GIVEN PASSAGE -
Originally posted by: Dancingdoll

Guys,

I am reading lot of varied posts on Dutta's reaction to Naku's truth and this post is not to contest any point of view because I sincerely feel that everyone has his own taker and feeling that he takes from a scene and none of us have a right to rub the other on his taker for a simple reason that one cannot change other person's feeling and variety is always spice of life...that's what makes this forum spicy!!!
Having said that, I have a simple case study for all of you -
Imagine, you are sitting in your bedroom, day dreaming about your partner (BF/Hubby/Fiance/Potential BF/Fantasiz-able guy)....You recollect your best romantic moment with him, you recollect the sacrifices he has made for you...You recollect the best set of words he crafted only for you....You recollect that one crack in him that made you run and envelope him, make him feel that u are always there for him.....Your eyes well up! You get emotional....
and BOOM! Suddenly a figure walks from the door towards you....You wake up from your trance and look at him, shocked! You cant recognize him! You have never seen that face before...You get scared, "Who is he? What is he doing in my bedroom?"....You reach for the first thing you get your hands on!
And he comes close to you, sighs, look at you longingly, stares in your eyes, serious face and tells you, "I am the one you love"....
What would you do after your initial open mouth expression?....
(Please note that the guy is the same guy you were day dreaming about, either his color has gone through a 180 degree change or he has removed a mask that he always had ON!)
Please be sincere in your answers, put urself in the protaganist's shoes that I have just sketched above, imagine and then see your own reaction in your fantasy, and then answer me!! The reactions would be an interesting thing to analyze here!!

WRITTEN PROBLEM 1 -
In the forum post, what does the unfamiliar figure tell the reader after staring into their eyes?
WRITTEN PROBLEM 2 -
Write the next part of the forum post, picking up right after its final sentence.
The items after this forum post are separate material.

RECORDED DATA -

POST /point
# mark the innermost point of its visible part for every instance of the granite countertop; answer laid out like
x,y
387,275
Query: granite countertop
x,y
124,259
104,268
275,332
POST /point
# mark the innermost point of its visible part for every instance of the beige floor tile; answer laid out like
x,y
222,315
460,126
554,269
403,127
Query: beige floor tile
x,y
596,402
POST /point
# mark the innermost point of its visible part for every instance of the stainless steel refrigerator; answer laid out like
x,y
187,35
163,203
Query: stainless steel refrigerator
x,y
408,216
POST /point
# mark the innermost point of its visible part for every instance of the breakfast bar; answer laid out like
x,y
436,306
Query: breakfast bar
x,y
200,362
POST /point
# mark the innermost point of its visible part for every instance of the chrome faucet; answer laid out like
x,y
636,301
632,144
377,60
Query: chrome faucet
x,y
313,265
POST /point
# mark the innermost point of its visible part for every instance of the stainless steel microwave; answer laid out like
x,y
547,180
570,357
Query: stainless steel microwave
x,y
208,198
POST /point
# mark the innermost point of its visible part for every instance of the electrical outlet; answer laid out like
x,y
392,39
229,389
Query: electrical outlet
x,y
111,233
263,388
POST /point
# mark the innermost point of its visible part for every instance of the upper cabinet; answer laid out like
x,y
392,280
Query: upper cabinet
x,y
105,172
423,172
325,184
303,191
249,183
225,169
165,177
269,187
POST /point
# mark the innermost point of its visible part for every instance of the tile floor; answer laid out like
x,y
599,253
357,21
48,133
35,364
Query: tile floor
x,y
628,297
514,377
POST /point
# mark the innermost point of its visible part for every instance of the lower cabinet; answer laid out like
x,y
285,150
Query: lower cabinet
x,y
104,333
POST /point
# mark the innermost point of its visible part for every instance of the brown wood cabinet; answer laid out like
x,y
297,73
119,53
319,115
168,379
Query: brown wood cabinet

EXERCISE RESPONSE 1 -
He says, "I am the one you love."

EXERCISE RESPONSE 2 -
AND GUYS, I WILL PREPARE A COLLAGE OF OUR REACTIONS!!! So, think hard, Imagine yourself actually going through this process and complete that scene for me! Its completely alright if your reaction is different from Dutta's or other member's! its your reaction and it defines the person you are! So, be proud of yourself! 😛
Love,
DD


very nice post DD

so horrible to think like that, it is really hard for me to digest, i would run away from the room with out saying any thing (because i sm scared of stranger) and if my family convince me to take him as ur hubby because he is the one u r in love with. i shout at top of my voice and break every thing i get until my frustration get over. i go to my room and cry untill i fall into sleep. next day i won't get angry or cry all i ask the man to leave me alone for a while. but my love for him will never change but it is hard for me to accept. he keep on coming to meet me ask for a chance all i ask is let have a cup of coffee. give a chance to try once more because i can't live without the person i love the most. my weakness is my love.

---------------
u know some thing DD why i starte watch LTL it all because of nakku- my hubby is so much like her. i get angry when he try to hide something and lie to me i get angry to the core and break every thing i get he won't get angry at me. when i stop breaking and start crying he will clean the mess i made and come nere to me and console me and ask forgiveness for his lie he also say i hide because u get hurt. if i leave my hubby he will never give up😉

.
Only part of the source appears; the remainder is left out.